**Exercise requirements:**
Pull out each line of the material below that contains the word "mode".
[Begin Stored records]
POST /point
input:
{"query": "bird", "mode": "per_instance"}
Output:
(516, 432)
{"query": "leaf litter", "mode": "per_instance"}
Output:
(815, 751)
[End Stored records]
**Worked solution:**
{"query": "bird", "mode": "per_instance"}
{"query": "leaf litter", "mode": "per_instance"}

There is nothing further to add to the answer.